Output all of the records word for word and drop the images.
- Opening Delimiter -
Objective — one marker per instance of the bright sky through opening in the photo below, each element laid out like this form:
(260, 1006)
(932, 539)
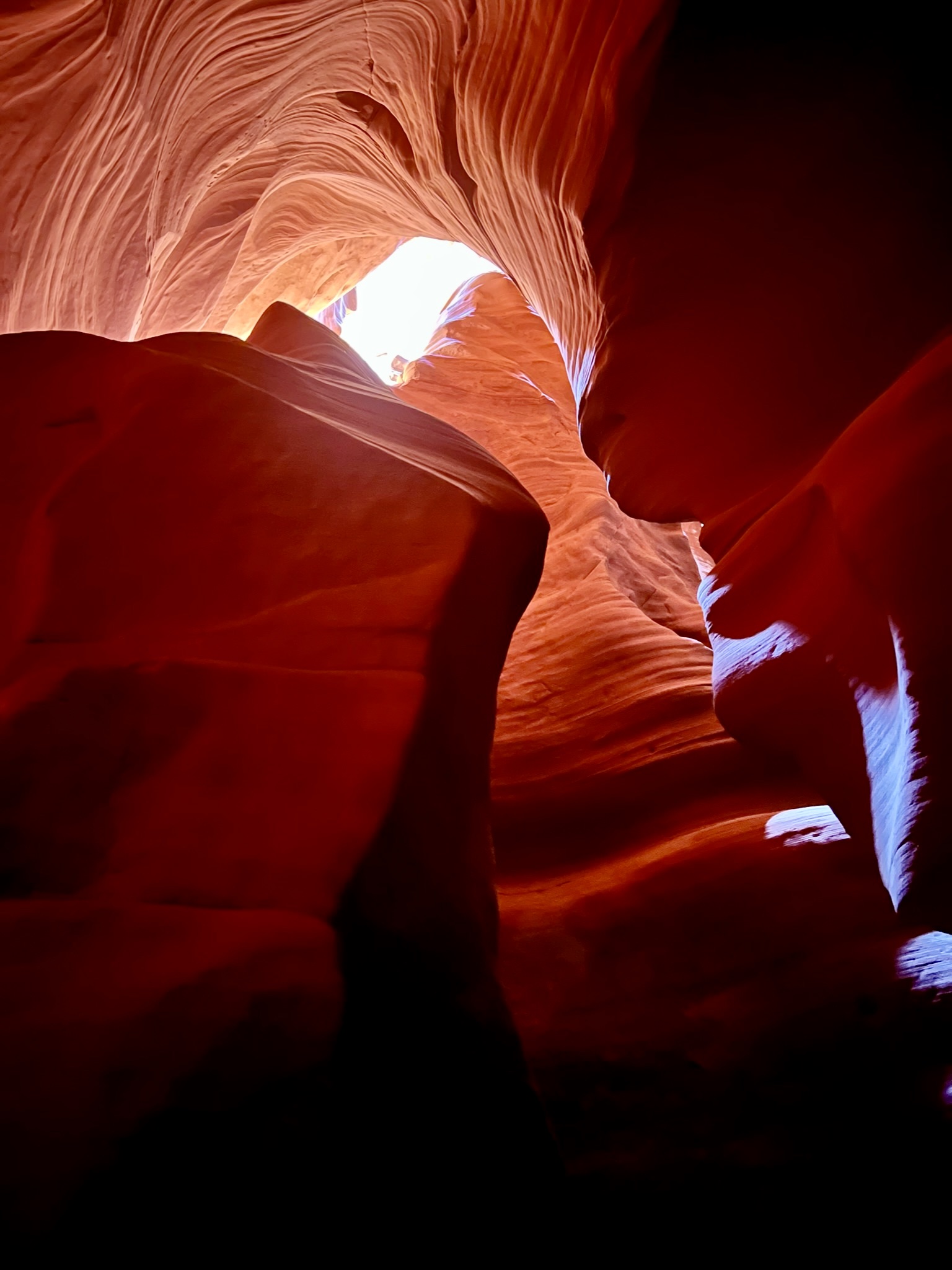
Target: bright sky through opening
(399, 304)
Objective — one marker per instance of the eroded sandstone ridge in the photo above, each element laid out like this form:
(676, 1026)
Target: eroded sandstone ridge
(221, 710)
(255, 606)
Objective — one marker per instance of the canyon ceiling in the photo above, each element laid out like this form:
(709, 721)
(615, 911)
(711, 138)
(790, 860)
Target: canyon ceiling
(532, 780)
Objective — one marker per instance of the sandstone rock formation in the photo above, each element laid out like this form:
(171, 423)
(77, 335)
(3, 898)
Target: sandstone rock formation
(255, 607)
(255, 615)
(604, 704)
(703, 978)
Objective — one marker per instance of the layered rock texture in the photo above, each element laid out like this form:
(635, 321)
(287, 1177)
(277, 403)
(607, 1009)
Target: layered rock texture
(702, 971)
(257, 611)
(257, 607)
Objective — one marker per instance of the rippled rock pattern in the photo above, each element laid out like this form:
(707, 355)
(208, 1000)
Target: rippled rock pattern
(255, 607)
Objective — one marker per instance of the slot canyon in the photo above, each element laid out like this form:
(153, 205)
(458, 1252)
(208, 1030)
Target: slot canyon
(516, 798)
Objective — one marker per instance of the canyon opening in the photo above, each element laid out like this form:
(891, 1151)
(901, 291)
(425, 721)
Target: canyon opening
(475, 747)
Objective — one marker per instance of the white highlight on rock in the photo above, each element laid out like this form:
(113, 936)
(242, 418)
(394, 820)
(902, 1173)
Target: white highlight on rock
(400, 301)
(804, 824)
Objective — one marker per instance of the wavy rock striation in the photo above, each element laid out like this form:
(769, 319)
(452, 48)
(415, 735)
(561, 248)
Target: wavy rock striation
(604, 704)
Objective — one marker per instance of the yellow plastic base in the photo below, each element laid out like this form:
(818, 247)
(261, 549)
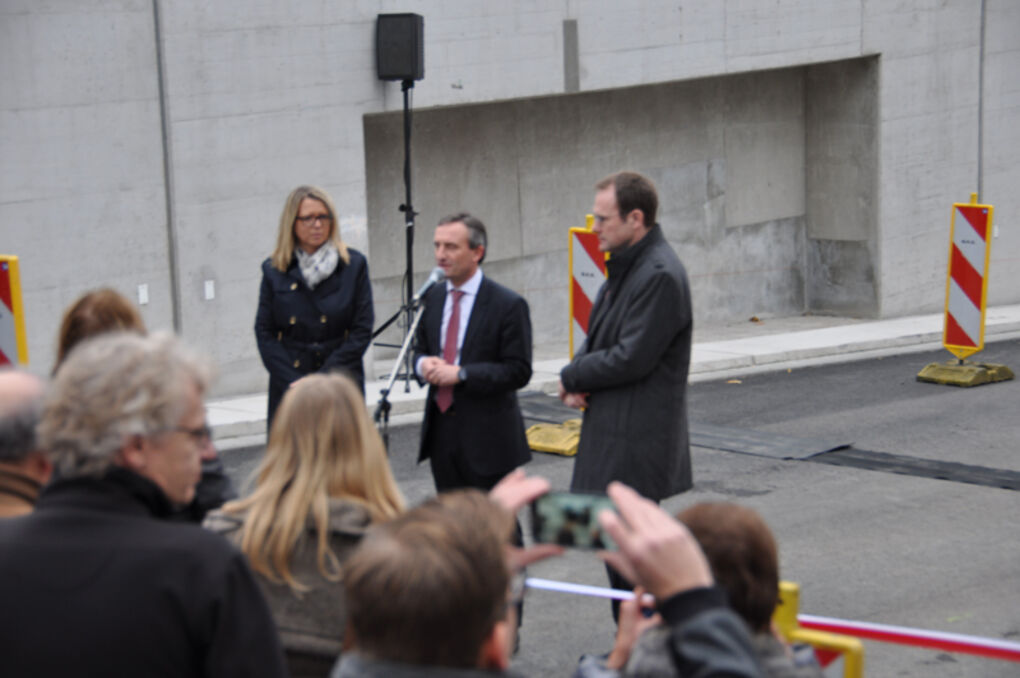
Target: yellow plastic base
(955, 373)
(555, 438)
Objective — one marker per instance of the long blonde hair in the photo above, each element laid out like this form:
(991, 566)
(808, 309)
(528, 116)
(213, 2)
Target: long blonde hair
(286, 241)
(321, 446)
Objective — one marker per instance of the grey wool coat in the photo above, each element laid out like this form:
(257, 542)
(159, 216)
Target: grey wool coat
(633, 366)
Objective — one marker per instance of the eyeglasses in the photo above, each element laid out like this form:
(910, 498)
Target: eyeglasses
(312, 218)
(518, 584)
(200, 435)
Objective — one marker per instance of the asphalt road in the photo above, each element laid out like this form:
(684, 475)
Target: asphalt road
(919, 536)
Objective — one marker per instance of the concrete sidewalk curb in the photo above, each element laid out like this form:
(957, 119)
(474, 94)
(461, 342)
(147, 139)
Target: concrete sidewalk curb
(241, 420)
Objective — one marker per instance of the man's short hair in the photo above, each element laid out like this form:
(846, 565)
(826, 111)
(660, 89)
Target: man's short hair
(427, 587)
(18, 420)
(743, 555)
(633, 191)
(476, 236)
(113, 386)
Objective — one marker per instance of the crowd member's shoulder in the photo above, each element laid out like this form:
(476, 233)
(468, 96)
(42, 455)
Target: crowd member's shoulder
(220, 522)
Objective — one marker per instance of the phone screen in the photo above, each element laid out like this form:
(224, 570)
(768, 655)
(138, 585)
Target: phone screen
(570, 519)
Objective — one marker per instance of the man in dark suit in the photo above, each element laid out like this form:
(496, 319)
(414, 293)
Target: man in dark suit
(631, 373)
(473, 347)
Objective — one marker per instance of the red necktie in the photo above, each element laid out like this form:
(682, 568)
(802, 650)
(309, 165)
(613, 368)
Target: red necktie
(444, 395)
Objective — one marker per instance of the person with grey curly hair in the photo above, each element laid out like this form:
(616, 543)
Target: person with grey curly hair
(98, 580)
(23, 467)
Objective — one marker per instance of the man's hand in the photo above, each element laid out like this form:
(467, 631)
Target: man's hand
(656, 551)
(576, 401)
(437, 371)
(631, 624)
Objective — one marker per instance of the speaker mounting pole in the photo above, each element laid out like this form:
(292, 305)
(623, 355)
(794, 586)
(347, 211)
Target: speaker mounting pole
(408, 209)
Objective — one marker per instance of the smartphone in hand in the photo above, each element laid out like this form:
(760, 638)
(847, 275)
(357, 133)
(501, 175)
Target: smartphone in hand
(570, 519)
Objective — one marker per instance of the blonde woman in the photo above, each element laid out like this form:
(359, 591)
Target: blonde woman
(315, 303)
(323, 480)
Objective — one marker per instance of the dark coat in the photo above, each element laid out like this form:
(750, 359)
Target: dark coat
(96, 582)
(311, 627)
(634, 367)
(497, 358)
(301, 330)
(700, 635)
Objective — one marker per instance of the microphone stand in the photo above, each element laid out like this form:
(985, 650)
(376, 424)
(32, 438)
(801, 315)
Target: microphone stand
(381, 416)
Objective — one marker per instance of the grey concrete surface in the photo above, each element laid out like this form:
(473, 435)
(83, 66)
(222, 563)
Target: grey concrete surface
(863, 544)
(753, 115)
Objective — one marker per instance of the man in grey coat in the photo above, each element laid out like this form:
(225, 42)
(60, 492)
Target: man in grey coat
- Closing Delimiter -
— TASK SOLUTION —
Objective — one marker per instance of the bright sky through opening in the photo below, each element laid out like this form:
(260, 1006)
(932, 539)
Target: bright sky through opening
(399, 304)
Objective — one marker per instance of the eroded sandstone ridge in the photo above, each element laid out like this form:
(676, 1026)
Target: eroded sandstone ridge
(221, 710)
(255, 606)
Objective — one marker per instance of the canyon ceiling in the photo above, each element laid out like this form:
(709, 721)
(615, 911)
(711, 138)
(790, 860)
Target: canyon ceiling
(532, 780)
Objective — one marker per instance of the sandstone rock formation in the photo above, each element laid out like this form:
(171, 423)
(77, 335)
(3, 898)
Target: sandstone rock formation
(255, 607)
(255, 615)
(604, 704)
(703, 978)
Objective — one marker per instance of the layered rock texture in the photo above, each element laid out like this form:
(635, 321)
(287, 1177)
(277, 403)
(607, 1009)
Target: layered rock texture
(702, 971)
(257, 611)
(257, 607)
Objective — one marker per instance of the rippled rock pattern in the photo above, each element laid out like this form:
(707, 355)
(208, 1000)
Target: rippled rock pattern
(255, 607)
Objective — one marker per instance of the slot canyon in the photo above, each element laid out like this form:
(153, 205)
(458, 1252)
(208, 1030)
Target: slot canyon
(516, 798)
Objective — one marker per instance of the canyon opening in the photo above, each element laid out like this form:
(891, 1151)
(901, 291)
(425, 721)
Target: canyon opening
(475, 747)
Objective — one marker per instance of the white highlight on rock in the photo above, each element laid out like this form:
(113, 936)
(242, 418)
(394, 820)
(902, 1173)
Target: white highlight on rock
(400, 301)
(804, 824)
Objective — one marker per instance of the wavy rock striation in the photo above, each element laid out like this form:
(769, 319)
(452, 48)
(415, 735)
(561, 248)
Target: wavy rock striation
(604, 704)
Objective — one marker per instance of the yellow plastic base in the photo below, each element laid out like this form:
(818, 247)
(261, 549)
Target: yellow plastic base
(955, 373)
(555, 438)
Objective — one marker per instance of the long blonde hair in the photo above, each element laid out like this form:
(991, 566)
(808, 309)
(528, 116)
(213, 2)
Target: long blonde hair
(286, 241)
(321, 446)
Objective — one marker per instance of the grey wool coat in the photo above, each element laid out like this form:
(257, 542)
(159, 216)
Target: grey wool coat
(633, 366)
Objective — one marker per instance of the eyeglasses in the photo above, each element laid out like this form:
(910, 498)
Target: eyeglasses
(312, 218)
(518, 584)
(200, 435)
Objective — one marker per instance of the asphalt road in the photo above, each element laid out like this form:
(684, 475)
Target: asphalt road
(919, 536)
Objective — one marker per instance of the concrete sidewalk curb in the photo above, each element laid out like this form:
(957, 119)
(474, 94)
(461, 342)
(147, 139)
Target: concrete sidewalk curb
(241, 420)
Objective — one marker per instance of the man's short hair in the photo above, each element laid out like this form:
(846, 565)
(826, 111)
(660, 89)
Target: man's short hair
(427, 587)
(18, 420)
(743, 555)
(633, 191)
(476, 236)
(113, 386)
Objective — one marker per instance of the crowd member's shoulder in the photo above, each element laid out like this form:
(476, 233)
(468, 96)
(42, 455)
Target: crowd member's shoulder
(220, 522)
Objective — one marker per instance of the phone screen in the photo above, each element laid out like this form:
(224, 570)
(768, 655)
(138, 585)
Target: phone screen
(570, 519)
Objective — one marker per instance of the man in dark suit in the photo above, each element laid out like this form:
(496, 319)
(414, 293)
Target: man in dark suit
(631, 373)
(473, 347)
Objective — one marker per instance of the red necktie in the photo above, each element laid out like this form:
(682, 568)
(802, 650)
(309, 165)
(613, 368)
Target: red necktie
(444, 395)
Objective — one marker per instance of the person with grey curly hair in the photo above, each element laid out like this form:
(616, 543)
Target: person with grey curly hair
(98, 580)
(23, 467)
Objective — one marker per instance of the man's hand in the photo above, each element laid out like this form:
(467, 631)
Target: man's hand
(656, 551)
(576, 401)
(437, 371)
(631, 624)
Objective — one marker per instance of the speaker mounting pole in the photo above, each element laid out like this form:
(292, 305)
(623, 355)
(794, 586)
(347, 211)
Target: speaker mounting pole
(408, 209)
Objective — one marker per instance of the smartphone in hand in the photo above, each element laid out like this form:
(760, 638)
(847, 275)
(357, 133)
(501, 175)
Target: smartphone in hand
(570, 519)
Objective — one marker per instance of the blonde woman in the photo above, each element laid out like this form:
(359, 591)
Target: blonde woman
(315, 303)
(323, 480)
Objective — one marker per instance of the dark coat in the photo above, each element laid out like this form:
(750, 359)
Target: dark coat
(96, 582)
(311, 627)
(634, 367)
(497, 358)
(301, 330)
(700, 635)
Objective — one marker per instance of the microphone stand in the photo above, each element laid out like this form:
(985, 650)
(376, 424)
(32, 438)
(801, 315)
Target: microphone stand
(381, 416)
Objective — one marker per instance of the grey concrete surface in the photo above, each element laid out like this form:
(473, 435)
(83, 66)
(222, 563)
Target: grey concrete surface
(863, 544)
(753, 115)
Objective — one marker per instance of the man in grey coat in the photo above, each element laid out like this form:
(225, 42)
(60, 492)
Target: man in grey coat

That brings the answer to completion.